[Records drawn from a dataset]

━━━━━━

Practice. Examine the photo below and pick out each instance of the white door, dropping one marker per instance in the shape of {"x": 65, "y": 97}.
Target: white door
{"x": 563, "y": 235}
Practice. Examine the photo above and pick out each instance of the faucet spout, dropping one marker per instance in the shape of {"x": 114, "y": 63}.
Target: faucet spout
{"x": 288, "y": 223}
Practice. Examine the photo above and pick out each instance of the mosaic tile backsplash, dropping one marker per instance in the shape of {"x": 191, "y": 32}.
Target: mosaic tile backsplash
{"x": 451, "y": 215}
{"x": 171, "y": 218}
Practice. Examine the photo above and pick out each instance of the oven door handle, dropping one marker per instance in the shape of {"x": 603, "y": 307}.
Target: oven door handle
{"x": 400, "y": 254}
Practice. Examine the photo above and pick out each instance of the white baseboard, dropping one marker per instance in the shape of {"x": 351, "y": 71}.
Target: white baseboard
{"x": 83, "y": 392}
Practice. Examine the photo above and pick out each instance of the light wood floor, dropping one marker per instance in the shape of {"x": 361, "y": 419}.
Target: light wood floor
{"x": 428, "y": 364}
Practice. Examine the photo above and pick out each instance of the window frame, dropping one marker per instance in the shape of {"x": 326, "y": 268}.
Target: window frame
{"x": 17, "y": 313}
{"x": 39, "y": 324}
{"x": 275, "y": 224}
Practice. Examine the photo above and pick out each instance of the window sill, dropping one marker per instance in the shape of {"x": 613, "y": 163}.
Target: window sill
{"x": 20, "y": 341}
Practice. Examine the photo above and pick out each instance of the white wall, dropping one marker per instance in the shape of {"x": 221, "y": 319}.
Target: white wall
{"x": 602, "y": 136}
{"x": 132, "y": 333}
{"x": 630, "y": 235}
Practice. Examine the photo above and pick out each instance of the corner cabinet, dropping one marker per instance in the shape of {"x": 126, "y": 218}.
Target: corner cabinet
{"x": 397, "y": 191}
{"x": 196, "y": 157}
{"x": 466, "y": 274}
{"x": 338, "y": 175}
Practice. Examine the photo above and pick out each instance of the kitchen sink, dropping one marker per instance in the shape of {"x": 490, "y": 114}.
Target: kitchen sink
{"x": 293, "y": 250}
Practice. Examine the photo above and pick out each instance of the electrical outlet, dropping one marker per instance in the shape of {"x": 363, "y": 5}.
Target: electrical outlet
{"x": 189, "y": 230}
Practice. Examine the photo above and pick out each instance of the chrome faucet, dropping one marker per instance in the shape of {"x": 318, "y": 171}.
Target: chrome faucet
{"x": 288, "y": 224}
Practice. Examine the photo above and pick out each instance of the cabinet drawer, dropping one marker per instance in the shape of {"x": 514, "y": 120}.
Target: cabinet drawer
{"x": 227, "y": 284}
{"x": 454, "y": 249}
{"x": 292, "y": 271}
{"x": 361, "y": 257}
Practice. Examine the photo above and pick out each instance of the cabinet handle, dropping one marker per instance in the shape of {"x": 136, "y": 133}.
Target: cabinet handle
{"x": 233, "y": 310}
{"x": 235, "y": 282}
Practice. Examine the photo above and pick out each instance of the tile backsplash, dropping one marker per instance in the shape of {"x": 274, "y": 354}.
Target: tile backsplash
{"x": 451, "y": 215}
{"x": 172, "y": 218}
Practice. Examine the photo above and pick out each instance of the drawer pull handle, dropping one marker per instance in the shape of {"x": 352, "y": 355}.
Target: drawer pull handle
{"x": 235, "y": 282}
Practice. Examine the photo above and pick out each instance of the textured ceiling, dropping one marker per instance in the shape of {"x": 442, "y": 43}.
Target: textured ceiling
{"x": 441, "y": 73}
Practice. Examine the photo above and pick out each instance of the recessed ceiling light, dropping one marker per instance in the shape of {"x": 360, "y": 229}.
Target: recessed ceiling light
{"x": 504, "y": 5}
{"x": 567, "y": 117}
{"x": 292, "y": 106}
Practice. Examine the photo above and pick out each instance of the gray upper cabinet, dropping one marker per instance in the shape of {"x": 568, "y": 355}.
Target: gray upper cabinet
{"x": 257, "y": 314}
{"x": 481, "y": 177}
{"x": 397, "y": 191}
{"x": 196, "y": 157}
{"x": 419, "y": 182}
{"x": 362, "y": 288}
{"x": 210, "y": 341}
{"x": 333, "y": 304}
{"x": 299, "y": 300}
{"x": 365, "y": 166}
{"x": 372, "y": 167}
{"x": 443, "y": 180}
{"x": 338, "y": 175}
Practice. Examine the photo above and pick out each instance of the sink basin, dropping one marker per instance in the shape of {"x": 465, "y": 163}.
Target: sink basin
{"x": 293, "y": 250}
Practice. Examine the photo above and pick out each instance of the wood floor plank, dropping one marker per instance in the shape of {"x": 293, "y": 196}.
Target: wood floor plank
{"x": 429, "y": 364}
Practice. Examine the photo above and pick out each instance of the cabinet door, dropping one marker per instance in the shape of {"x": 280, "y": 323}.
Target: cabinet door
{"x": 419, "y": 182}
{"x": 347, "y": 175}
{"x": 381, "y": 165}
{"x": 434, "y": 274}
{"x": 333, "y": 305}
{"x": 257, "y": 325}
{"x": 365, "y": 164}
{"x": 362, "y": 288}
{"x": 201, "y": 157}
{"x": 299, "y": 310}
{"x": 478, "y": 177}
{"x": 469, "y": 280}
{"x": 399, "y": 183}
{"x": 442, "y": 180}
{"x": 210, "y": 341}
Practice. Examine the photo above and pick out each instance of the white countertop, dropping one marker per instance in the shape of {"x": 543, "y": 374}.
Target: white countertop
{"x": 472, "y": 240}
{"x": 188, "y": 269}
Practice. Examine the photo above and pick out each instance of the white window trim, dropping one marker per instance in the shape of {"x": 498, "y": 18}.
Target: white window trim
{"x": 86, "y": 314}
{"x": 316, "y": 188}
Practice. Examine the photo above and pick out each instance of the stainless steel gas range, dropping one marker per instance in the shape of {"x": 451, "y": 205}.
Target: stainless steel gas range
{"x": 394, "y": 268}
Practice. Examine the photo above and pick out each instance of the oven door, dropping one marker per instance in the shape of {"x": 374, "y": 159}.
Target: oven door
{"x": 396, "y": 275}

━━━━━━

# REQUIRED WORK
Repeat each record verbatim.

# EXERCISE RESPONSE
Practice. Examine the photo below and pick out each instance of the white door, dropping one marker per instance in the shape of {"x": 65, "y": 97}.
Target: white door
{"x": 563, "y": 235}
Practice. Examine the photo above and pick out each instance of the faucet spout, dropping one marker per instance in the shape of {"x": 114, "y": 63}.
Target: faucet spout
{"x": 288, "y": 223}
Practice. Examine the photo above and pick out each instance of the mosaic tile backsplash, dropping one marker per instance in the shape of {"x": 191, "y": 32}.
Target: mosaic tile backsplash
{"x": 451, "y": 215}
{"x": 171, "y": 218}
Practice. Examine the photo above and pick out each instance of the oven door handle, dropping one marker per instance in the shape of {"x": 603, "y": 307}.
Target: oven door handle
{"x": 400, "y": 254}
Practice. Examine the photo above and pick out each instance of the white baseboard, dropping one marker per instance in the shape of {"x": 351, "y": 71}.
Target: white baseboard
{"x": 83, "y": 392}
Practice. Examine the photo above and pick out each instance of the light wood floor, dropping one marker per instance in the shape of {"x": 361, "y": 419}.
Target: light wood floor
{"x": 428, "y": 364}
Practice. Examine the photo above and pick out each instance of the window frame, dropping one marker per instance in the shape of {"x": 326, "y": 268}.
Target: window frame
{"x": 17, "y": 313}
{"x": 39, "y": 324}
{"x": 275, "y": 224}
Practice. Examine the photo above and pick out each instance of the window sill, dropping one marker per instance in the shape of {"x": 613, "y": 163}.
Target: window sill
{"x": 20, "y": 341}
Practice. Examine the photo above and pick out each instance of the white wall, dropping one marker per instance in the shape of {"x": 221, "y": 319}.
Target: white wall
{"x": 602, "y": 136}
{"x": 132, "y": 333}
{"x": 630, "y": 235}
Practice. Examine the photo above and pick out each instance of the corner cabinet, dropping one marker per instance in the shape of {"x": 126, "y": 218}.
Target: corner cabinet
{"x": 397, "y": 191}
{"x": 196, "y": 157}
{"x": 466, "y": 274}
{"x": 338, "y": 175}
Practice. Examine the photo above and pick out each instance of the kitchen sink, dropping one marker per instance in the shape of {"x": 490, "y": 114}.
Target: kitchen sink
{"x": 293, "y": 250}
Practice. Examine the photo above and pick out each instance of the electrical outlet, dropping one marker per instance in the shape of {"x": 363, "y": 5}.
Target: electrical outlet
{"x": 189, "y": 230}
Practice. Examine the photo above and pick out each instance of the chrome faucet, dropping one marker per instance in the shape of {"x": 318, "y": 171}.
Target: chrome faucet
{"x": 288, "y": 224}
Practice. Examine the photo above and pick out each instance of the cabinet drawer, dropping one marker per instance in the shape of {"x": 514, "y": 120}.
Target: cabinet drawer
{"x": 227, "y": 284}
{"x": 454, "y": 249}
{"x": 292, "y": 271}
{"x": 361, "y": 257}
Practice. Examine the photo above and pick out each instance of the cabinet handle, dropping one marker per instance in the shape of {"x": 136, "y": 133}.
Target: cabinet handle
{"x": 233, "y": 310}
{"x": 235, "y": 282}
Practice. Examine the photo above and pick out each instance of the tile backsplash, dropping one marker per instance in the shape of {"x": 274, "y": 354}.
Target: tile backsplash
{"x": 451, "y": 215}
{"x": 172, "y": 218}
Practice. Examine the photo above and pick out each instance of the drawer pull handle, dropping one marker per instance in the shape of {"x": 352, "y": 355}.
Target: drawer pull handle
{"x": 235, "y": 282}
Practice. Examine the photo above and pick out each instance of the textured ceiling, dropping one marker per instance in the shape of {"x": 442, "y": 43}.
Target: textured ceiling
{"x": 441, "y": 73}
Practice. Examine the photo above and pick out each instance of the recessed ceiling light, dropping one marker per instance in the shape of {"x": 360, "y": 229}.
Target: recessed ceiling light
{"x": 504, "y": 5}
{"x": 567, "y": 117}
{"x": 292, "y": 106}
Practice. Examine the photo above and pick out each instance of the gray upper cabinet, dropping one marker per instance in the shape of {"x": 568, "y": 355}.
Target: gray upper cabinet
{"x": 257, "y": 314}
{"x": 481, "y": 177}
{"x": 397, "y": 191}
{"x": 196, "y": 157}
{"x": 419, "y": 182}
{"x": 362, "y": 288}
{"x": 210, "y": 341}
{"x": 333, "y": 304}
{"x": 299, "y": 300}
{"x": 365, "y": 166}
{"x": 372, "y": 167}
{"x": 443, "y": 180}
{"x": 338, "y": 175}
Practice. Examine the photo above and pick out each instance of the sink basin, dropping one marker per instance in the shape of {"x": 465, "y": 163}.
Target: sink basin
{"x": 293, "y": 250}
Practice. Examine the photo above and pick out each instance of the wood floor plank, dropping one marker per instance in the shape of {"x": 293, "y": 196}.
Target: wood floor plank
{"x": 429, "y": 364}
Practice. Examine the photo above and pick out each instance of the cabinet door, dropping one marker per instance in the shape of {"x": 280, "y": 323}.
Target: cabinet door
{"x": 419, "y": 182}
{"x": 347, "y": 175}
{"x": 381, "y": 165}
{"x": 434, "y": 274}
{"x": 333, "y": 305}
{"x": 257, "y": 325}
{"x": 365, "y": 164}
{"x": 362, "y": 288}
{"x": 201, "y": 157}
{"x": 299, "y": 310}
{"x": 478, "y": 177}
{"x": 469, "y": 280}
{"x": 399, "y": 183}
{"x": 442, "y": 180}
{"x": 210, "y": 341}
Practice. Examine the photo above and pick out each instance of the white countertop, dropping one marker per instance in the shape of {"x": 543, "y": 374}.
Target: white countertop
{"x": 472, "y": 240}
{"x": 188, "y": 269}
Practice. Examine the photo above and pick out each instance of the white window trim, dropping one marker per instance in the shape of {"x": 498, "y": 18}.
Target: white window trim
{"x": 86, "y": 314}
{"x": 316, "y": 188}
Practice. Examine the photo above and pick out each instance of the stainless steel gas range, dropping one marker per instance in the shape of {"x": 451, "y": 205}.
Target: stainless steel gas range
{"x": 394, "y": 268}
Practice. Examine the photo above and pick out each instance of the oven door, dropping one marker per instance in the shape of {"x": 374, "y": 159}.
Target: oven door
{"x": 396, "y": 275}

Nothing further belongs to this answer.